• EXTRACTED RECORDS:
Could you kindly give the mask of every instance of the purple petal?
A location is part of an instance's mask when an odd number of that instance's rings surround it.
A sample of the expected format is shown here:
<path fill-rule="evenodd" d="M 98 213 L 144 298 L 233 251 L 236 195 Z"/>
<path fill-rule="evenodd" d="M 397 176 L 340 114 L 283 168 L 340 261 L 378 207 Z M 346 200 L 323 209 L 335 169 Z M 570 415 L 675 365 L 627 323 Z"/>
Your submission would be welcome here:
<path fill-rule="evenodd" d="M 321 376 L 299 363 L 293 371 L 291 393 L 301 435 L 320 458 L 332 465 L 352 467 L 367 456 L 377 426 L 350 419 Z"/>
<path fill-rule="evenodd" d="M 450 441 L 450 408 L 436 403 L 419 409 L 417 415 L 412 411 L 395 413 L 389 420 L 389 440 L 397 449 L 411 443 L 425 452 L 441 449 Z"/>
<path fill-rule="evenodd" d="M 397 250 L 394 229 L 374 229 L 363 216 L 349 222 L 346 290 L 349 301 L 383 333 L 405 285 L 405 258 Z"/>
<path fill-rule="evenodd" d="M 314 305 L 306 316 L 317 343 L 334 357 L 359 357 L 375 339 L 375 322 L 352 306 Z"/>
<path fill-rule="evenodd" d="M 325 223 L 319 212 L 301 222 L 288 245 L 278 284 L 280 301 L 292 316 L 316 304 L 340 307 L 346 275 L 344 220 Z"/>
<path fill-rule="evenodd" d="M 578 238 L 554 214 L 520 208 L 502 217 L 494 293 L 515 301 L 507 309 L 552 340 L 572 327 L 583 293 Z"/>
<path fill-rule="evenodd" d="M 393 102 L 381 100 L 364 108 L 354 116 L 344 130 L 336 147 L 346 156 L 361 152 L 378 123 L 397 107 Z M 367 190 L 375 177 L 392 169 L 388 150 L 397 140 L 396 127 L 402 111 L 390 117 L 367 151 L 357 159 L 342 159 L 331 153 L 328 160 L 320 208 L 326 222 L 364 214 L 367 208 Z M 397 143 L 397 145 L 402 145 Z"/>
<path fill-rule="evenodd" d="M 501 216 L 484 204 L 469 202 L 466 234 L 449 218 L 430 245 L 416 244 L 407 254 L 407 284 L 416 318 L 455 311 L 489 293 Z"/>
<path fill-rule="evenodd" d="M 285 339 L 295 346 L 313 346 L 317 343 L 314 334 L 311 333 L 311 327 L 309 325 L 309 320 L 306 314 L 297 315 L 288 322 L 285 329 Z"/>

• WHAT IS REQUIRED: Quote the entire listing above word for word, keeping every line and symbol unchanged.

• TASK OUTPUT:
Could you kindly give the mask of every instance of the purple petal?
A location is part of an instance's mask when an odd number of that instance's rings surround it.
A sample of the expected format is shown here:
<path fill-rule="evenodd" d="M 98 213 L 144 298 L 233 251 L 236 195 Z"/>
<path fill-rule="evenodd" d="M 397 176 L 340 114 L 283 168 L 340 261 L 378 207 Z M 346 200 L 323 209 L 335 169 Z M 570 415 L 675 365 L 627 323 Z"/>
Your submission would be welcome here:
<path fill-rule="evenodd" d="M 321 376 L 299 363 L 293 371 L 291 393 L 301 435 L 320 458 L 332 465 L 352 467 L 367 456 L 377 426 L 350 419 Z"/>
<path fill-rule="evenodd" d="M 450 441 L 450 408 L 436 403 L 419 409 L 417 415 L 412 411 L 395 413 L 389 420 L 389 440 L 397 449 L 411 443 L 425 452 L 441 449 Z"/>
<path fill-rule="evenodd" d="M 397 250 L 394 229 L 374 229 L 363 216 L 349 222 L 346 290 L 349 301 L 383 333 L 405 285 L 405 258 Z"/>
<path fill-rule="evenodd" d="M 314 305 L 306 316 L 317 343 L 334 357 L 359 357 L 375 339 L 375 322 L 352 306 Z"/>
<path fill-rule="evenodd" d="M 325 223 L 319 212 L 301 222 L 288 245 L 278 284 L 280 301 L 292 316 L 316 304 L 340 307 L 346 275 L 344 220 Z"/>
<path fill-rule="evenodd" d="M 578 238 L 554 214 L 520 208 L 502 217 L 494 293 L 515 301 L 507 309 L 552 340 L 572 327 L 583 293 Z"/>
<path fill-rule="evenodd" d="M 393 102 L 381 100 L 364 108 L 354 116 L 344 130 L 336 147 L 346 156 L 361 152 L 378 123 L 397 107 Z M 367 190 L 375 177 L 392 169 L 388 150 L 397 140 L 396 127 L 402 111 L 390 117 L 367 151 L 357 159 L 342 159 L 331 153 L 328 160 L 320 208 L 326 222 L 364 214 L 367 208 Z M 397 143 L 397 145 L 402 145 Z"/>
<path fill-rule="evenodd" d="M 501 216 L 484 204 L 469 202 L 466 234 L 449 218 L 430 245 L 416 244 L 407 254 L 407 284 L 416 318 L 455 311 L 489 293 Z"/>
<path fill-rule="evenodd" d="M 285 339 L 295 346 L 313 346 L 317 343 L 314 334 L 311 333 L 311 327 L 309 325 L 309 320 L 306 314 L 297 315 L 288 322 L 285 329 Z"/>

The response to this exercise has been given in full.